Treating our information with the care it deserves

[21-22 July 2008]

I don’t make a habit of recording here all of the interesting, useful, or amusing things I read. But I am quite taken with Steve Pepper’s account of the situation in which many large organizations find themselves in. In a blog post devoted to a different topic (the history of Norway’s vote on OOXML), he describes (his understanding of) one organization’s point of view and motivations:

They are a big MS Office user, they participated in TC45 (the Ecma committee responsible for OOXML) and they clearly feel that OOXML is important to them.

I can understand why. An enormous amount of their intellectual capital is tied up in proprietary formats ?~~ in particular Excel ?~~ that have been owned and controlled by a vendor for the last 20 or so years. StatoilHydro has literally had no way of getting at its own information, short of paying license fees to Microsoft. Recently the company has started to realize the enormity of the mistake it has made in not treating its information with the care and respect it deserves.

As he points out, they are of course not alone in having made this mistake, particularly if one includes other proprietary formats beyond Office, and other vendors than Microsoft.

## [Short exercise A]
Count the lines in the rows below that contain the string "forest", treating case as significant, and give only the number.

## [Data extract]
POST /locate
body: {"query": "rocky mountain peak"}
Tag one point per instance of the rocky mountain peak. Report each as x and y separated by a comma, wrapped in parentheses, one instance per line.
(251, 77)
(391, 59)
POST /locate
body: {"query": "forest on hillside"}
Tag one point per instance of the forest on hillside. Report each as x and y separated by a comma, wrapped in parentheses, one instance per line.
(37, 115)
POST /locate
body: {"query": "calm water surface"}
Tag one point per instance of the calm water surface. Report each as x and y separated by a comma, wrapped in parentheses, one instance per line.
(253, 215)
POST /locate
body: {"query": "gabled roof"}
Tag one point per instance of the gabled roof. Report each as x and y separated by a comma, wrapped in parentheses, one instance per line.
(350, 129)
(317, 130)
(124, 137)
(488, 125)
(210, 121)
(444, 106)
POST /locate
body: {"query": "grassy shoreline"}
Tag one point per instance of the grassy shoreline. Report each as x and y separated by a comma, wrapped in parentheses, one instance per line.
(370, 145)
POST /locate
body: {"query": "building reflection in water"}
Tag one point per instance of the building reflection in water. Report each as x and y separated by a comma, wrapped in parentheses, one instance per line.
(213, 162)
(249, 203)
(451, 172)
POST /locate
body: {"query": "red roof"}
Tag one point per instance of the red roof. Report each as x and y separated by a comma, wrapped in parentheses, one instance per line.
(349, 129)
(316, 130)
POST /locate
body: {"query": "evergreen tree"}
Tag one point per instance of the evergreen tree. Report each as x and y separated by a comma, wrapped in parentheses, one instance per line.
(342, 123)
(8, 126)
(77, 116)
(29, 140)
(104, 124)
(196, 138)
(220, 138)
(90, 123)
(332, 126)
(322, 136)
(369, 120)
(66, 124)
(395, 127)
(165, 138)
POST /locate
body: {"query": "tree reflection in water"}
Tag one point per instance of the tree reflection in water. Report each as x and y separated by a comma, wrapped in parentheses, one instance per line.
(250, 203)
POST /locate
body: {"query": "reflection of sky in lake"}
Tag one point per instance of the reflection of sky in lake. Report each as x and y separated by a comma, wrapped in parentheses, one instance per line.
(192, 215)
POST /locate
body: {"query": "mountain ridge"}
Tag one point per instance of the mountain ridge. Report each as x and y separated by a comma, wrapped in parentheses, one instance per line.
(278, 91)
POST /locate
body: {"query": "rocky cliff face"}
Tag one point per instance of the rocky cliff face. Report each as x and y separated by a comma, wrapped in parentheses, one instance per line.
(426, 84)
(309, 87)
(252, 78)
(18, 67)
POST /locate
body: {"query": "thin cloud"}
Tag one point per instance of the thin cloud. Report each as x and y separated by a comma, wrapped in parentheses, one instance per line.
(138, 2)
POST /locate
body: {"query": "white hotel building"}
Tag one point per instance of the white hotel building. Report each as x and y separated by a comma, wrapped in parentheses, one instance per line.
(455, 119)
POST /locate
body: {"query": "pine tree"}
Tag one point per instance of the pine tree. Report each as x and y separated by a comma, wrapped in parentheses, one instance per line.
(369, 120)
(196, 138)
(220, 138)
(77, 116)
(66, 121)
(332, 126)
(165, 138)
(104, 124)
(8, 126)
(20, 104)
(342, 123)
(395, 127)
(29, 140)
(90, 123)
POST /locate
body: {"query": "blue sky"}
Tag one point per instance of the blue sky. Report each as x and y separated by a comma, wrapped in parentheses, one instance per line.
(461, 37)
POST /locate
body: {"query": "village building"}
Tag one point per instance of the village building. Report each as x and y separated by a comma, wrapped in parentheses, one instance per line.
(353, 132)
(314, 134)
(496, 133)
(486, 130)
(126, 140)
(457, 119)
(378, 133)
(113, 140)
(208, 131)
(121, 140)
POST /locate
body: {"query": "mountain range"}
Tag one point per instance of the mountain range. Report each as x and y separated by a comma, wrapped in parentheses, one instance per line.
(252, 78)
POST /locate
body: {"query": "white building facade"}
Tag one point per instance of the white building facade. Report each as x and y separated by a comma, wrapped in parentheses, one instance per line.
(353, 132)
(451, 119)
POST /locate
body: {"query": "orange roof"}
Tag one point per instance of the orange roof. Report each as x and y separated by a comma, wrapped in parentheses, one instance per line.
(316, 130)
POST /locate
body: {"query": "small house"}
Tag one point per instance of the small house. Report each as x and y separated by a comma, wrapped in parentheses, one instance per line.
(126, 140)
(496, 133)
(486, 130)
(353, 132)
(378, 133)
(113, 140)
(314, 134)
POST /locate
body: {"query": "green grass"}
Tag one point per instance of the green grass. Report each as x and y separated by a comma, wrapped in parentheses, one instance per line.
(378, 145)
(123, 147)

## [Short exercise B]
Copy out the part of the post on treating information with care, starting with "I can understand" and going on through "vendors than Microsoft.".

## [Task result A]
2

## [Task result B]
I can understand why. An enormous amount of their intellectual capital is tied up in proprietary formats ?~~ in particular Excel ?~~ that have been owned and controlled by a vendor for the last 20 or so years. StatoilHydro has literally had no way of getting at its own information, short of paying license fees to Microsoft. Recently the company has started to realize the enormity of the mistake it has made in not treating its information with the care and respect it deserves.

As he points out, they are of course not alone in having made this mistake, particularly if one includes other proprietary formats beyond Office, and other vendors than Microsoft.